**Instructions to follow**
Go through the data and copy each line that holds "below".

Collected data
<<<<
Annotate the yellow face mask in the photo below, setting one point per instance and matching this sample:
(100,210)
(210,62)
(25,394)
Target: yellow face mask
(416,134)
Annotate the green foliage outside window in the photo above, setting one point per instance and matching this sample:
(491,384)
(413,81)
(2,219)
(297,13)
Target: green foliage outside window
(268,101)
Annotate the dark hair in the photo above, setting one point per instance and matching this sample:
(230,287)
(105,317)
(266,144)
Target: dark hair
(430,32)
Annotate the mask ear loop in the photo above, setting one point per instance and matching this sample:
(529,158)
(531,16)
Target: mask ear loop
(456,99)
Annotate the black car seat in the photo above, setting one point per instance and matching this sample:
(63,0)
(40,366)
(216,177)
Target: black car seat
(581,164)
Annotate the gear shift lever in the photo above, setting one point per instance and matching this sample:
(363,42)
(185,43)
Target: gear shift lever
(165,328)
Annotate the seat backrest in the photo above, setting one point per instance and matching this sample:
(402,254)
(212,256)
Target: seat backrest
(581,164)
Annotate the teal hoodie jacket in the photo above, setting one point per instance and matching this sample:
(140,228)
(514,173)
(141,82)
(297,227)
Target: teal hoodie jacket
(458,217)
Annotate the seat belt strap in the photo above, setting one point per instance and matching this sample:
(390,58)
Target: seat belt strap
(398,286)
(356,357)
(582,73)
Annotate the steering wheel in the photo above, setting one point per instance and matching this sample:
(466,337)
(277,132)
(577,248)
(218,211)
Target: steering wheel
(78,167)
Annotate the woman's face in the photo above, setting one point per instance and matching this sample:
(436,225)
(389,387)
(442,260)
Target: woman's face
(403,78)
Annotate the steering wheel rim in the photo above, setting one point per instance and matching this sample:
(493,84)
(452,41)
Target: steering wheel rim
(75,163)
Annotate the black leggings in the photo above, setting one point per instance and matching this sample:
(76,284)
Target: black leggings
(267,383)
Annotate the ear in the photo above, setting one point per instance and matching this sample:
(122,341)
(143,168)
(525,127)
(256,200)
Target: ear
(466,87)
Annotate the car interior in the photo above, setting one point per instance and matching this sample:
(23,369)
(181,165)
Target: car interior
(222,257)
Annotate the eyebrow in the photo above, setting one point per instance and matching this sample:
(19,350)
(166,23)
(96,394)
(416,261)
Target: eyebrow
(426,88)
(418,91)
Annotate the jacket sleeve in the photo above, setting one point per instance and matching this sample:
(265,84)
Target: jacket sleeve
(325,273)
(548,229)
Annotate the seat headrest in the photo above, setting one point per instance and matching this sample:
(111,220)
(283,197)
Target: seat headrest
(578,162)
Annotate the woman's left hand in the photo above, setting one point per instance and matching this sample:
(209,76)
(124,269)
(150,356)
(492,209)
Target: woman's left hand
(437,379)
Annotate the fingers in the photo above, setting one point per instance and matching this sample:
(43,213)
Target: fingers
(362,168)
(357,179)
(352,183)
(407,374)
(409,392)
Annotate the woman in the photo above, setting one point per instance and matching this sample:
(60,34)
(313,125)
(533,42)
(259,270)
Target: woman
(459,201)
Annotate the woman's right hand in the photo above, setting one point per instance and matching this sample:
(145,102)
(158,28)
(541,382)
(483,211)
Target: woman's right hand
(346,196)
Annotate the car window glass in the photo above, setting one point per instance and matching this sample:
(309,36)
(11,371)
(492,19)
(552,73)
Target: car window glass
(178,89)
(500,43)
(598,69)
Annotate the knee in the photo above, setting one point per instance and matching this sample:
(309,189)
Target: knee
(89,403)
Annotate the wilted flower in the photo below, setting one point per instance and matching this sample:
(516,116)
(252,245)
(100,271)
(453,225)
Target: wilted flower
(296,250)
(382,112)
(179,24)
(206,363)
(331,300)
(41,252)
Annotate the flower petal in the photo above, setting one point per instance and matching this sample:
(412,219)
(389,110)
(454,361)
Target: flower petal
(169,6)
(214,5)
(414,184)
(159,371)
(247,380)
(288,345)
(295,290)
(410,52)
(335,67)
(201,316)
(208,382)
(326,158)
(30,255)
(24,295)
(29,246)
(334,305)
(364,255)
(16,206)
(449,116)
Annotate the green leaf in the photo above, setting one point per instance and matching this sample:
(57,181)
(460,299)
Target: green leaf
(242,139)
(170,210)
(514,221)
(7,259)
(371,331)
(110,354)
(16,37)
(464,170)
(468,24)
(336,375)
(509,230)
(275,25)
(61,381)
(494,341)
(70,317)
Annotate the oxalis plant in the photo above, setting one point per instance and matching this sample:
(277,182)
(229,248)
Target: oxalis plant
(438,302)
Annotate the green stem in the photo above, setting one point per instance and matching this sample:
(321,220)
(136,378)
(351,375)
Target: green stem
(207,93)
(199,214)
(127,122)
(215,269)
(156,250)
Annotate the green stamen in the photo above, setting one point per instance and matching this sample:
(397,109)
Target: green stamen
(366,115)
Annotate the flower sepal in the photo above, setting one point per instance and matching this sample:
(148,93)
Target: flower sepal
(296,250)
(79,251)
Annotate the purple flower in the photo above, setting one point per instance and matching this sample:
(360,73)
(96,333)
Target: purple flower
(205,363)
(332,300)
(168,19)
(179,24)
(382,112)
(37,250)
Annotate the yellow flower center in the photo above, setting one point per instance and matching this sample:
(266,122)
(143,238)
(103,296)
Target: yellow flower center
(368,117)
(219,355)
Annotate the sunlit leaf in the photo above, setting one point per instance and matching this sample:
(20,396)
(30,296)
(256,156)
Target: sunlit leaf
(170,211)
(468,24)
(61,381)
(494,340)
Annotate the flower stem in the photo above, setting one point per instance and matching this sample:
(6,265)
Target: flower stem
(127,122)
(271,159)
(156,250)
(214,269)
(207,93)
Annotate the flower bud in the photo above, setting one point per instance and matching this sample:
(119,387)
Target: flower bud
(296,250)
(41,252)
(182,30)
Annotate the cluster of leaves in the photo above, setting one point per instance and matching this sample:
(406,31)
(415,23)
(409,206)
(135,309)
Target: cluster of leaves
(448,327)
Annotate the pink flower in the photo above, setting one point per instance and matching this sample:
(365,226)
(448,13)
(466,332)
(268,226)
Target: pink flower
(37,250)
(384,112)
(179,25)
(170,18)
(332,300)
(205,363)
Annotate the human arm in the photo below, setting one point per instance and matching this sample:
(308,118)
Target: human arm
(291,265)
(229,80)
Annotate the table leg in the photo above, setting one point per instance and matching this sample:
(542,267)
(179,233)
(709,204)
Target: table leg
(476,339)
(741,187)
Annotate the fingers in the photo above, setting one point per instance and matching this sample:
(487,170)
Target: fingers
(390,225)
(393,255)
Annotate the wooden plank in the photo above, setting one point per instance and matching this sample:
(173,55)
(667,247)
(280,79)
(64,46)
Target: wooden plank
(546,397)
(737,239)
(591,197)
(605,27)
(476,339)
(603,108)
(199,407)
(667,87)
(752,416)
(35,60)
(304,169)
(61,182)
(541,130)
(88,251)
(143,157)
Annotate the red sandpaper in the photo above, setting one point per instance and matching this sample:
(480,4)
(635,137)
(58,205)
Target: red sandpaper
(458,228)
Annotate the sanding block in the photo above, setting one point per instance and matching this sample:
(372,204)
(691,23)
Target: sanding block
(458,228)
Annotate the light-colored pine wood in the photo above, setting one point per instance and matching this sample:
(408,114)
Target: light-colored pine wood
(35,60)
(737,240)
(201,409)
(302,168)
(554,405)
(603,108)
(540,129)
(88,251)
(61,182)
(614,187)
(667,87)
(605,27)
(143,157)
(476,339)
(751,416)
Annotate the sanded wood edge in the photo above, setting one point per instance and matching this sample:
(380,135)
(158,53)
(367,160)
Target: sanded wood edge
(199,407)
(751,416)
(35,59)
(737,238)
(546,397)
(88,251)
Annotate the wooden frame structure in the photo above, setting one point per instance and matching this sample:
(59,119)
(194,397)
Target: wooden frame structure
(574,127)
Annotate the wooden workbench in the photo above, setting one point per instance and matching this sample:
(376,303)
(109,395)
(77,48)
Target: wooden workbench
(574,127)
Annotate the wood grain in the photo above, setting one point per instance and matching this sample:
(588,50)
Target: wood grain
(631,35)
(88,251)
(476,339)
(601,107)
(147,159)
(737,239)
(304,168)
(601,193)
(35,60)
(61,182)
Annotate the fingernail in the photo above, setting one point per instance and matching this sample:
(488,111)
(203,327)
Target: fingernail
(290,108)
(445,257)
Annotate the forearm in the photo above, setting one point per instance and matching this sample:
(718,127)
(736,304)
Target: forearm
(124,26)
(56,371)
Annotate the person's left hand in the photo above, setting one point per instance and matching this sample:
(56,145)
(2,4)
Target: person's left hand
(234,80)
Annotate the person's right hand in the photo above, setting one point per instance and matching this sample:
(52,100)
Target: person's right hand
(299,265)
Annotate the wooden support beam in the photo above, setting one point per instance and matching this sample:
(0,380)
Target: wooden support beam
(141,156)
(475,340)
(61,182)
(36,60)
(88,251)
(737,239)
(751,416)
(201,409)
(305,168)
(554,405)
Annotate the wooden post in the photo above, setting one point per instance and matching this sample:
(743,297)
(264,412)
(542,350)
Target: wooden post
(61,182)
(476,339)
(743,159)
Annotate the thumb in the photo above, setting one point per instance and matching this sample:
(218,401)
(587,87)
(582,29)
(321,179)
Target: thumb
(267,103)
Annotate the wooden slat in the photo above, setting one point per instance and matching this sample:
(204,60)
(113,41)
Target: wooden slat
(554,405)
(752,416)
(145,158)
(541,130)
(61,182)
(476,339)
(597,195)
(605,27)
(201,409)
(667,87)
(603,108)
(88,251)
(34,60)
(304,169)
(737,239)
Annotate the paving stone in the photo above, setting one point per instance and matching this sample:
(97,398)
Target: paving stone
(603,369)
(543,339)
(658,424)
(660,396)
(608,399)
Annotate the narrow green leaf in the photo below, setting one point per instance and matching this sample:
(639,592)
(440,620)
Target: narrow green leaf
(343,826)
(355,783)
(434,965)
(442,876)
>>>>
**Answer to this exercise**
Annotate the yellow face mask in the photo below, setting one point per instance and matching this sample:
Annotate the wilted flower in the photo below, setting one point per instance and matching this sample:
Annotate the human arm in the photo below, setting one point per instance and matching this sample:
Annotate the narrow green leaf in the photo below, setting one point per instance and matching this sample:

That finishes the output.